◆ Document
..............................

The Rodneyite Quarterly Journal
<http://guyanacaribbeanpolitics.com/societies_ellis.html>

March 30, 2000

A Note on The Importance of Radical Marxist Views for
Contemporary Caribbean Societies

By Clarence F. Ellis

Facing up to the failure of what he calls Communist Party-directed
socialism or what Noam Chomsky referred to as state socialism, Thomas E.
Weisskopf noted that social malformations in Russia and Eastern Europe
were worse than "most of us had previously been willing to admit."
(Weisskopf, 1992). The English speaking Caribbean societies accordingly
are now reluctant to embrace either Marxist philosophical goals or
socialist objectives especially as two of their members-Guyana and
Jamaica-fared badly with roughly hewn socialist experiments and also
because they are aware that their physical, social and intellectual
capital is still very undeveloped. This latter factor makes them, in
economic terms, very dependent on the metropolis.

The consequence has been an embrace of market forces as the basis for
development. Generally the embrace has been inspired by the association of
democracy and the market as the condition for releasing the energies of
the people and therefore for ensuring economic growth and development.
This association has been emphasized as the basis for prosperity in the
metropolitan countries and has emerged as the consensus that underpins the
policies of the International Monetary Fund and the World Bank that
provide assistance to the Caribbean countries.

The weakness in the democracy / market embrace has been first the
uncritical application of economic theory, even mainstream theory, to the
development efforts of the Caribbean countries and, second, the reluctance
to examine closely the nexus between political and economic relations as
they exist in the Caribbean

The point of departure here is the stress made by Noam Chomsky that the
major political issue of our time is the democratic control of industrial
society. (Chomsky, 1970) The subtext of that imperative is the need to
institute arrangements to ensure the democratic control of the corporate
sector which has become a behemoth that determines economic opportunities
and fashions social values.

Western industrial society portrays itself as democratic without assessing
the relative weaknesses of political power in relation to the growing
dominance of the economic systems of private power and private empires.
The dominance is associated with structural features that Chomsky
highlights.

The first is the authoritarian cast of mind that is induced in large parts
of society that accept, often uncritically, acts taken in the people's
name. While much of this acceptance is the result of the complexity of
modern decision making, modern education is inadequate to the task of
preparing people for participation in decision making. The second is the
fact that in practice, only a narrow range of decisions is subject to
democratic control. Excluded from democratic control are the institutions
of commerce, industry and finance. Decisions in relation to the operations
of those institutions are matters for the closed sessions of corporate
boards.

..............................

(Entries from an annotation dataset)
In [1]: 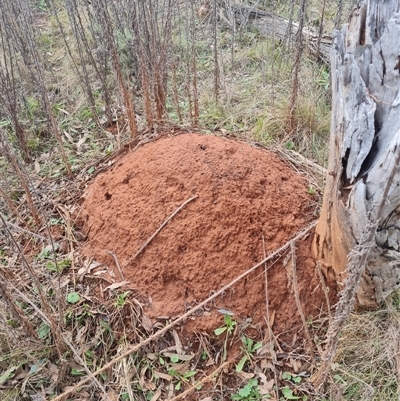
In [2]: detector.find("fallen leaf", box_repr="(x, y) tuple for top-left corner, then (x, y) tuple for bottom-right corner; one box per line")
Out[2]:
(153, 370), (173, 382)
(172, 330), (183, 354)
(141, 313), (153, 333)
(150, 389), (161, 401)
(104, 280), (129, 291)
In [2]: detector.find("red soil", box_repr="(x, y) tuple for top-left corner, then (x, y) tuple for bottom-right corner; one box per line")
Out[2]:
(82, 134), (334, 334)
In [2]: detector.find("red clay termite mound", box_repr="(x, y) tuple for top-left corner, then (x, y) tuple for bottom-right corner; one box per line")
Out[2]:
(82, 134), (332, 334)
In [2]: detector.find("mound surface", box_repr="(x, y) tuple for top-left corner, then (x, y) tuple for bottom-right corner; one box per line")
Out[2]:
(82, 134), (332, 334)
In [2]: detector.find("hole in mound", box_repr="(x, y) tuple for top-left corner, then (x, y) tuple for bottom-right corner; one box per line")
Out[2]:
(81, 134), (334, 335)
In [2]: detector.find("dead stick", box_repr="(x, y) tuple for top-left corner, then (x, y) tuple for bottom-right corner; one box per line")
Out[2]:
(169, 354), (239, 401)
(104, 249), (125, 281)
(122, 195), (198, 269)
(262, 234), (279, 399)
(290, 240), (317, 367)
(52, 221), (317, 401)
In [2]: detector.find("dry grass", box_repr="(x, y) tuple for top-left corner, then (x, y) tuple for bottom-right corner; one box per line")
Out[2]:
(0, 0), (400, 401)
(325, 292), (400, 401)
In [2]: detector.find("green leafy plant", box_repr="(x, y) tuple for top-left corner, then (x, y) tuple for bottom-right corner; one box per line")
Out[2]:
(282, 372), (301, 383)
(280, 386), (300, 401)
(231, 379), (270, 401)
(307, 187), (317, 195)
(67, 292), (81, 304)
(115, 291), (130, 307)
(46, 258), (71, 273)
(214, 314), (236, 336)
(168, 369), (197, 391)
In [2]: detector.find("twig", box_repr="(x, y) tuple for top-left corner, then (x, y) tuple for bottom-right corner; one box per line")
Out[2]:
(52, 221), (317, 401)
(11, 284), (107, 394)
(6, 221), (50, 241)
(104, 249), (126, 281)
(315, 262), (332, 324)
(290, 241), (316, 366)
(122, 195), (198, 269)
(169, 354), (239, 401)
(262, 234), (279, 399)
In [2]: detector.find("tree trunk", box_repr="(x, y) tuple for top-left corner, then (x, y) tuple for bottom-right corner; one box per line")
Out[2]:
(313, 0), (400, 308)
(214, 1), (332, 63)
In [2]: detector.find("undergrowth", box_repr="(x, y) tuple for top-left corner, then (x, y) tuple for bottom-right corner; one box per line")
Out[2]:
(0, 1), (400, 401)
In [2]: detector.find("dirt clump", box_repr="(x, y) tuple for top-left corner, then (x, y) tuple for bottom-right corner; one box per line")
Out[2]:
(81, 134), (334, 334)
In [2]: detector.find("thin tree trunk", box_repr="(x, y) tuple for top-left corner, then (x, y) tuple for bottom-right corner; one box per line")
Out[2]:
(313, 0), (400, 308)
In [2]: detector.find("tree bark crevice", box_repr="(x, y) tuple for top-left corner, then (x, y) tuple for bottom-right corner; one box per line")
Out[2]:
(314, 0), (400, 308)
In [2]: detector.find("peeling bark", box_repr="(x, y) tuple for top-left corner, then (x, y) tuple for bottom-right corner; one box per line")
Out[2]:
(313, 0), (400, 308)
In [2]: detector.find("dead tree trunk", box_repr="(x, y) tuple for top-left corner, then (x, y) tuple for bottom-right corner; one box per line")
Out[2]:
(313, 0), (400, 308)
(214, 1), (332, 63)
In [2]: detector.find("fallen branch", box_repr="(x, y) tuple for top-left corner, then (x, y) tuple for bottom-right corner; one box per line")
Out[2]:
(121, 195), (198, 273)
(52, 220), (317, 401)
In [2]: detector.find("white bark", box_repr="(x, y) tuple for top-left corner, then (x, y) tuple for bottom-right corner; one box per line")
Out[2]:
(314, 0), (400, 307)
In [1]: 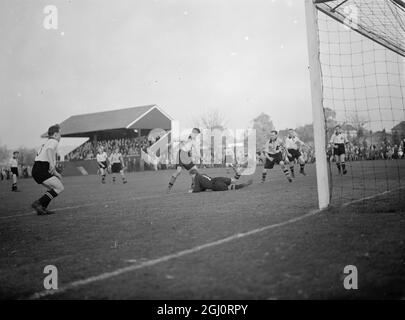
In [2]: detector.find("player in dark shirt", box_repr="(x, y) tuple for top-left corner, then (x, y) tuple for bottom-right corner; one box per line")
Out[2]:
(190, 169), (253, 192)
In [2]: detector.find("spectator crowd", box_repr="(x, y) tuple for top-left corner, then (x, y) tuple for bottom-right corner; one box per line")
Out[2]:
(65, 137), (154, 161)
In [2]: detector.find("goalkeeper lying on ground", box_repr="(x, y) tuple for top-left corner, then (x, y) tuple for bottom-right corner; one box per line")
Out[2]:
(189, 169), (253, 193)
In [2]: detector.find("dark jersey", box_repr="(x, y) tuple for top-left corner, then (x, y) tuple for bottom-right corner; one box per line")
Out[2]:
(193, 173), (212, 192)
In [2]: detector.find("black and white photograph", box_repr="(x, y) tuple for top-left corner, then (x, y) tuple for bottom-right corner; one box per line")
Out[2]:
(0, 0), (405, 304)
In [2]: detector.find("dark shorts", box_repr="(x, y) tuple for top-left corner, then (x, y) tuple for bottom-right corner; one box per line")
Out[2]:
(333, 143), (346, 156)
(176, 150), (195, 171)
(288, 149), (301, 161)
(212, 177), (232, 191)
(11, 167), (18, 177)
(111, 163), (122, 173)
(98, 161), (107, 169)
(31, 161), (53, 184)
(264, 152), (283, 169)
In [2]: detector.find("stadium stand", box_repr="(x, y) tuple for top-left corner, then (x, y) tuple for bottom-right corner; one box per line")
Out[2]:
(42, 105), (172, 175)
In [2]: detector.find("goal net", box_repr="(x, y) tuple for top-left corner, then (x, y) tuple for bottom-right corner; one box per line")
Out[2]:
(306, 0), (405, 207)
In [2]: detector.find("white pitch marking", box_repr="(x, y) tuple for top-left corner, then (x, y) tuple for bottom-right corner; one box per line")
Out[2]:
(29, 188), (402, 299)
(0, 192), (186, 220)
(28, 210), (320, 299)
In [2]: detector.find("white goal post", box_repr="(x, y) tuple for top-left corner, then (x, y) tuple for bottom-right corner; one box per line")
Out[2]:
(305, 0), (405, 209)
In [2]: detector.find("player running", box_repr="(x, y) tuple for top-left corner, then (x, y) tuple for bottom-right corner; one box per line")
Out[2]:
(189, 169), (253, 193)
(262, 130), (292, 183)
(167, 128), (201, 193)
(329, 125), (349, 175)
(285, 129), (307, 178)
(31, 125), (64, 215)
(10, 151), (20, 192)
(96, 147), (108, 183)
(110, 147), (127, 184)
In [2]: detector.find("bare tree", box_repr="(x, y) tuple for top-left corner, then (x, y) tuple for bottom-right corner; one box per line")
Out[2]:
(252, 112), (274, 150)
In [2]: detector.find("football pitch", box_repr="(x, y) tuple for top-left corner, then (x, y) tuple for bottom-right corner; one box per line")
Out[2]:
(0, 161), (405, 299)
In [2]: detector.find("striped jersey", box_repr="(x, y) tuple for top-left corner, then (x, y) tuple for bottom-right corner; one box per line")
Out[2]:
(9, 158), (18, 168)
(263, 138), (283, 154)
(285, 137), (304, 150)
(96, 151), (108, 162)
(110, 152), (122, 163)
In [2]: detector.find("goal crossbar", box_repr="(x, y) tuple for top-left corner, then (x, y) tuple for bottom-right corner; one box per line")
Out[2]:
(314, 0), (405, 57)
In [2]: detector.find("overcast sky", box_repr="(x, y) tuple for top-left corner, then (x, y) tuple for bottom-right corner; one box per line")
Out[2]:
(0, 0), (311, 147)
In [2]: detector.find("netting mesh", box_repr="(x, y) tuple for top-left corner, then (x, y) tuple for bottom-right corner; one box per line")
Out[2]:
(317, 0), (405, 204)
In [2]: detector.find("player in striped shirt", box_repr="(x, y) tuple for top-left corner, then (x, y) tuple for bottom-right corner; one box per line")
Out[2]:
(329, 125), (349, 174)
(31, 125), (64, 215)
(10, 151), (19, 192)
(285, 129), (306, 178)
(262, 130), (292, 183)
(110, 148), (127, 184)
(96, 147), (108, 183)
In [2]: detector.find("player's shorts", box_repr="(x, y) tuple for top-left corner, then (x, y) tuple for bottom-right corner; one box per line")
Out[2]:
(288, 149), (301, 161)
(31, 161), (53, 184)
(11, 167), (18, 177)
(98, 161), (107, 169)
(111, 163), (122, 173)
(176, 150), (195, 171)
(333, 143), (346, 156)
(264, 152), (283, 169)
(212, 177), (232, 191)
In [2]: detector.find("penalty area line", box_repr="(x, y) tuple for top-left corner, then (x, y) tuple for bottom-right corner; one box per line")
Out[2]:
(28, 210), (322, 300)
(28, 188), (403, 300)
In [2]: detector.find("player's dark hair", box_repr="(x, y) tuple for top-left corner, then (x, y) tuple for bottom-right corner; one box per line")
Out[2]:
(48, 124), (60, 137)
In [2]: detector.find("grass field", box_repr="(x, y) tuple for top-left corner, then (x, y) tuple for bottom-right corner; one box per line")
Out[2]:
(0, 161), (405, 299)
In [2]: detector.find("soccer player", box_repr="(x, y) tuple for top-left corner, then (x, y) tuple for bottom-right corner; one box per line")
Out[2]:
(262, 130), (292, 183)
(167, 128), (201, 193)
(10, 151), (19, 192)
(330, 125), (349, 174)
(110, 147), (127, 184)
(189, 169), (253, 193)
(96, 147), (108, 183)
(31, 125), (64, 215)
(285, 129), (307, 178)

..............................

◆ Problems to work on
1. Reproduce the stretch of the essay on Marxist views in the Caribbean from "Weisskopf noted that" through "growth and development.".
2. Please give only the number of lines in the entries that contain the string "white", with case counting.
The essay and the entries have nothing to do with each other.

◆ Answers for this exercise
1.
Weisskopf noted that social malformations in Russia and Eastern Europe
were worse than "most of us had previously been willing to admit."
(Weisskopf, 1992). The English speaking Caribbean societies accordingly
are now reluctant to embrace either Marxist philosophical goals or
socialist objectives especially as two of their members-Guyana and
Jamaica-fared badly with roughly hewn socialist experiments and also
because they are aware that their physical, social and intellectual
capital is still very undeveloped. This latter factor makes them, in
economic terms, very dependent on the metropolis.

The consequence has been an embrace of market forces as the basis for
development. Generally the embrace has been inspired by the association of
democracy and the market as the condition for releasing the energies of
the people and therefore for ensuring economic growth and development.

2. 4